GIVEN INSTRUCTION:
Retype each of the rows below word for word, leaving out the pictures.

== SUPPLIED INFORMATION ==

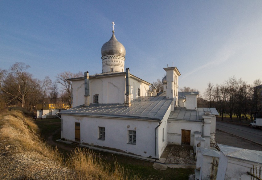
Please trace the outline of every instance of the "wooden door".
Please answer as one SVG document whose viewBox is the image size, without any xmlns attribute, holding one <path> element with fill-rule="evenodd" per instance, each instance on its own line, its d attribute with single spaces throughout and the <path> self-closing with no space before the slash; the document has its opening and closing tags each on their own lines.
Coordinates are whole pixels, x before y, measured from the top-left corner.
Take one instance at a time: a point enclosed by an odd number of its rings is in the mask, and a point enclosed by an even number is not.
<svg viewBox="0 0 262 180">
<path fill-rule="evenodd" d="M 75 123 L 75 140 L 80 142 L 80 123 Z"/>
<path fill-rule="evenodd" d="M 191 131 L 185 129 L 182 129 L 182 144 L 190 144 Z"/>
</svg>

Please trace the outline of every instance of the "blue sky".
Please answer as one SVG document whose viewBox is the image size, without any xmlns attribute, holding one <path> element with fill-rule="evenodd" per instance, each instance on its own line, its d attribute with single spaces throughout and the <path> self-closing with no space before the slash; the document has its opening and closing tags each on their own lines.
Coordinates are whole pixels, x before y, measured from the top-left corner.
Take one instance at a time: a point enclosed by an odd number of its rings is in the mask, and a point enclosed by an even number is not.
<svg viewBox="0 0 262 180">
<path fill-rule="evenodd" d="M 16 62 L 53 80 L 102 72 L 101 48 L 115 35 L 125 68 L 150 82 L 176 66 L 179 86 L 203 93 L 235 76 L 262 79 L 262 1 L 0 1 L 0 68 Z"/>
</svg>

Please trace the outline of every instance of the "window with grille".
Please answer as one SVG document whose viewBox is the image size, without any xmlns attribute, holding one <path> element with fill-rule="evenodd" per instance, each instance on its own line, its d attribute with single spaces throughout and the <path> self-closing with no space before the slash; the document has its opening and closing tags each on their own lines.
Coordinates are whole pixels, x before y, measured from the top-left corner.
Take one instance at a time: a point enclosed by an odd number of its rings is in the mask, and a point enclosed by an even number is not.
<svg viewBox="0 0 262 180">
<path fill-rule="evenodd" d="M 104 127 L 99 127 L 99 139 L 104 140 L 105 136 Z"/>
<path fill-rule="evenodd" d="M 99 95 L 98 94 L 96 94 L 94 95 L 94 103 L 95 104 L 98 103 L 98 96 Z"/>
<path fill-rule="evenodd" d="M 128 130 L 128 143 L 135 144 L 136 143 L 136 132 L 135 131 Z"/>
</svg>

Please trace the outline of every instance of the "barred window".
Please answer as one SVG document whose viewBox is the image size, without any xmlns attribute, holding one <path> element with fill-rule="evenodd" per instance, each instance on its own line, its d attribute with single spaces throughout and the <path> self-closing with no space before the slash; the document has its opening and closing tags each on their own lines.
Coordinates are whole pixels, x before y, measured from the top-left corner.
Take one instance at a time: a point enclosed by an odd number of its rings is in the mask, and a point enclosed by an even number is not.
<svg viewBox="0 0 262 180">
<path fill-rule="evenodd" d="M 95 104 L 98 103 L 98 96 L 99 96 L 98 94 L 94 95 L 94 103 Z"/>
<path fill-rule="evenodd" d="M 128 142 L 135 144 L 136 143 L 136 132 L 135 131 L 128 130 Z"/>
<path fill-rule="evenodd" d="M 104 139 L 105 136 L 104 127 L 99 127 L 99 139 Z"/>
</svg>

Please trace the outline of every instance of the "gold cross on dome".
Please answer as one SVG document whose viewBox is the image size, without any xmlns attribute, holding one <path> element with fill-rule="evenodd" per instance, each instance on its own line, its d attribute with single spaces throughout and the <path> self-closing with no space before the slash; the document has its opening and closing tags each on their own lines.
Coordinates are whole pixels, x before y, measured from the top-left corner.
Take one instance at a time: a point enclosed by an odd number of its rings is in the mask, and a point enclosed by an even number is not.
<svg viewBox="0 0 262 180">
<path fill-rule="evenodd" d="M 112 22 L 112 23 L 113 24 L 113 26 L 112 27 L 113 27 L 113 31 L 115 30 L 115 28 L 114 27 L 114 25 L 115 25 L 115 23 L 114 22 L 114 21 Z"/>
</svg>

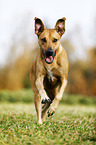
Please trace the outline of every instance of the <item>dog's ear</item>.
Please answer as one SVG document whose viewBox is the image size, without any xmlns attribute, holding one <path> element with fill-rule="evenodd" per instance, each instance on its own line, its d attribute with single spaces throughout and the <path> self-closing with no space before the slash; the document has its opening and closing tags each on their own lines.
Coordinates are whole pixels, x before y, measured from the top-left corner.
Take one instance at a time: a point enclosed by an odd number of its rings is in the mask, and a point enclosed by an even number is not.
<svg viewBox="0 0 96 145">
<path fill-rule="evenodd" d="M 60 36 L 62 36 L 65 32 L 65 20 L 66 20 L 65 17 L 59 19 L 55 25 L 55 30 L 59 33 Z"/>
<path fill-rule="evenodd" d="M 37 34 L 37 36 L 39 37 L 39 35 L 44 31 L 45 27 L 43 22 L 39 19 L 35 17 L 35 34 Z"/>
</svg>

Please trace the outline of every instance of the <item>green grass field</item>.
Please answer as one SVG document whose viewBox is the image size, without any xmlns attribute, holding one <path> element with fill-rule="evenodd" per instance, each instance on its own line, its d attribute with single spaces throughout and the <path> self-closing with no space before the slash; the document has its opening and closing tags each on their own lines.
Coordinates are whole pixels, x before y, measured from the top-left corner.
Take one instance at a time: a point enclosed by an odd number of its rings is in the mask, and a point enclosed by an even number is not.
<svg viewBox="0 0 96 145">
<path fill-rule="evenodd" d="M 96 145 L 96 98 L 64 96 L 55 115 L 37 125 L 31 90 L 1 92 L 0 145 Z"/>
</svg>

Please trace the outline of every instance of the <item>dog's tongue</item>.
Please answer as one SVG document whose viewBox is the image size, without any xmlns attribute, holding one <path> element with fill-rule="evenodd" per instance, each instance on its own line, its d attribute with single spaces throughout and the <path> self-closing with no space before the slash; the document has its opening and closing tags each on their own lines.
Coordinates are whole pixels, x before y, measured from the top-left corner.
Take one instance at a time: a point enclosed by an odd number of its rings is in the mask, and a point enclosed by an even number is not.
<svg viewBox="0 0 96 145">
<path fill-rule="evenodd" d="M 48 63 L 51 63 L 52 61 L 53 61 L 53 57 L 52 56 L 46 56 L 46 61 L 48 62 Z"/>
</svg>

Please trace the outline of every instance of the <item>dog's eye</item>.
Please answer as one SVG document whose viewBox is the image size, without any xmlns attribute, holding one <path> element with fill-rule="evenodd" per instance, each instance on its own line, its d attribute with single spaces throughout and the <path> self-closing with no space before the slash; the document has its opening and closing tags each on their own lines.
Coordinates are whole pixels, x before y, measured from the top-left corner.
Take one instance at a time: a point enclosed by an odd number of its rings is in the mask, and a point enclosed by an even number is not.
<svg viewBox="0 0 96 145">
<path fill-rule="evenodd" d="M 46 38 L 42 38 L 41 40 L 42 40 L 43 42 L 47 42 Z"/>
<path fill-rule="evenodd" d="M 53 39 L 53 42 L 57 42 L 57 41 L 58 41 L 58 39 L 56 39 L 56 38 Z"/>
</svg>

===

RESPONSE TO THIS TASK:
Please trace the outline of every instance of the "wooden door".
Please answer as one SVG document whose viewBox is the image size, without any xmlns attribute, holding one <path> element with fill-rule="evenodd" per instance, each instance on its own line, its d attribute with single spaces throughout and the <path> self-closing with no space before the slash; the document has its opening and closing tags each on their own lines.
Coordinates are whole pixels, x before y, measured from the top-left corner.
Take one instance at a time: a point enclosed by an odd number of its rings is in the mask, and a point enclosed by an even number is not.
<svg viewBox="0 0 262 180">
<path fill-rule="evenodd" d="M 75 123 L 75 140 L 80 142 L 80 123 Z"/>
<path fill-rule="evenodd" d="M 191 131 L 185 129 L 182 129 L 182 144 L 190 144 Z"/>
</svg>

Please trace the outline of every instance of the "blue sky".
Please answer as one SVG document whose viewBox is the image size, without any xmlns attribute, holding one <path> element with fill-rule="evenodd" per instance, each instance on its own line, its d attribute with single spaces throughout and the <path> self-closing with no space before the slash; the document has its opening and closing tags each on their own lines.
Coordinates are whole pixels, x before y, measured from the top-left corner.
Take one instance at a time: a point enclosed by an odd number of its rings is in the mask, and a point enclosed by an even number is not.
<svg viewBox="0 0 262 180">
<path fill-rule="evenodd" d="M 16 62 L 53 80 L 102 72 L 101 48 L 115 35 L 125 68 L 150 82 L 176 66 L 179 86 L 203 93 L 235 76 L 262 79 L 262 1 L 0 1 L 0 68 Z"/>
</svg>

Please trace the outline of every instance of the "window with grille".
Please answer as one SVG document whose viewBox is the image size, without any xmlns attribute, holding one <path> element with fill-rule="evenodd" per instance, each instance on its own line, its d attribute with single spaces throughout and the <path> self-closing with no space before the slash; the document has its opening and closing tags each on their own lines.
Coordinates are whole pixels, x before y, measured from the top-left corner.
Take one instance at a time: a point enclosed by an odd number of its rings is in the mask, and a point enclosed by an even number is not.
<svg viewBox="0 0 262 180">
<path fill-rule="evenodd" d="M 104 127 L 99 127 L 99 139 L 104 140 L 105 136 Z"/>
<path fill-rule="evenodd" d="M 99 95 L 98 94 L 96 94 L 94 95 L 94 103 L 95 104 L 98 103 L 98 96 Z"/>
<path fill-rule="evenodd" d="M 128 130 L 128 143 L 135 144 L 136 143 L 136 132 L 135 131 Z"/>
</svg>

Please trace the outline of every instance of the "barred window".
Please answer as one SVG document whose viewBox is the image size, without any xmlns attribute, holding one <path> element with fill-rule="evenodd" per instance, each instance on its own line, its d attribute with single spaces throughout and the <path> self-closing with no space before the slash; the document has its opening and closing tags each on their own lines.
Coordinates are whole pixels, x before y, measured from the top-left corner.
Take one instance at a time: a point enclosed by an odd number of its rings is in the mask, and a point enclosed by an even number is not.
<svg viewBox="0 0 262 180">
<path fill-rule="evenodd" d="M 95 104 L 98 103 L 98 96 L 99 96 L 98 94 L 94 95 L 94 103 Z"/>
<path fill-rule="evenodd" d="M 128 142 L 135 144 L 136 143 L 136 132 L 135 131 L 128 130 Z"/>
<path fill-rule="evenodd" d="M 104 139 L 105 136 L 104 127 L 99 127 L 99 139 Z"/>
</svg>

Please trace the outline of every instance of the "gold cross on dome".
Please answer as one SVG document whose viewBox is the image size, without any xmlns attribute, holding one <path> element with fill-rule="evenodd" per instance, each instance on its own line, its d attribute with single spaces throughout and the <path> self-closing with no space before the slash; the document has its opening and closing tags each on their own lines.
Coordinates are whole pixels, x before y, measured from the top-left corner.
Take one instance at a time: a point enclosed by an odd number of its rings is in the mask, and a point enclosed by an even number is not.
<svg viewBox="0 0 262 180">
<path fill-rule="evenodd" d="M 112 22 L 112 23 L 113 24 L 113 26 L 112 27 L 113 27 L 113 31 L 115 30 L 115 28 L 114 27 L 114 25 L 115 25 L 115 23 L 114 22 L 114 21 Z"/>
</svg>

Please trace the outline of every instance of the <item>dog's ear</item>.
Please answer as one SVG document whose viewBox is the image size, without any xmlns attribute, holding one <path> element with fill-rule="evenodd" per instance, each instance on its own line, its d attribute with single spaces throughout and the <path> self-closing with no space before the slash; the document has its opening and closing tags each on their own lines.
Coordinates are whole pixels, x before y, measured from the top-left corner.
Take one instance at a time: a point enclosed by an odd number of its rings is in the mask, and a point enclosed by an even number is not.
<svg viewBox="0 0 96 145">
<path fill-rule="evenodd" d="M 60 36 L 62 36 L 65 32 L 65 20 L 66 20 L 65 17 L 59 19 L 55 25 L 55 30 L 59 33 Z"/>
<path fill-rule="evenodd" d="M 37 34 L 37 36 L 39 37 L 39 35 L 44 31 L 45 27 L 43 22 L 39 19 L 35 17 L 35 34 Z"/>
</svg>

Please trace the outline of every instance of the <item>green grass field</item>.
Please answer as one SVG document whose viewBox is the image size, without any xmlns attribute, holding one <path> element with fill-rule="evenodd" per instance, each instance on its own line, its d attribute with single spaces throughout and the <path> self-closing with no space before the slash; the document has its opening and closing tags each on their own lines.
Coordinates are whole pixels, x before y, measured from the top-left corner.
Take one instance at a time: a point enclosed by an odd number of its rings is in the mask, and a point enclosed by an even number is not.
<svg viewBox="0 0 96 145">
<path fill-rule="evenodd" d="M 96 145 L 96 98 L 64 96 L 55 115 L 37 125 L 31 90 L 1 92 L 0 145 Z"/>
</svg>

Please trace the outline of every instance of the <item>dog's tongue</item>.
Please answer as one SVG document whose viewBox is the image size, without any xmlns attribute, holding one <path> element with fill-rule="evenodd" per instance, each instance on its own line, its d attribute with single spaces throughout and the <path> self-closing with no space before the slash; the document has its opening and closing tags each on their own lines.
Coordinates are whole pixels, x before y, measured from the top-left corner.
Take one instance at a time: a point enclosed by an odd number of its rings is in the mask, and a point enclosed by an even number is not.
<svg viewBox="0 0 96 145">
<path fill-rule="evenodd" d="M 48 63 L 51 63 L 52 61 L 53 61 L 53 57 L 52 56 L 46 56 L 46 61 L 48 62 Z"/>
</svg>

Please trace the outline of every instance of the <item>dog's eye</item>.
Please answer as one SVG document whose viewBox is the image size, without any xmlns attribute, holding one <path> element with fill-rule="evenodd" per instance, each instance on its own line, its d attribute with single spaces throughout and the <path> self-closing with no space before the slash; the document has its opening and closing tags each on their own lines.
Coordinates are whole pixels, x before y, measured from the top-left corner.
Take one instance at a time: a point enclosed by an odd number of its rings is in the mask, and a point enclosed by an even number is not.
<svg viewBox="0 0 96 145">
<path fill-rule="evenodd" d="M 46 38 L 42 38 L 41 40 L 42 40 L 43 42 L 47 42 Z"/>
<path fill-rule="evenodd" d="M 53 39 L 53 42 L 57 42 L 57 41 L 58 41 L 58 39 L 56 39 L 56 38 Z"/>
</svg>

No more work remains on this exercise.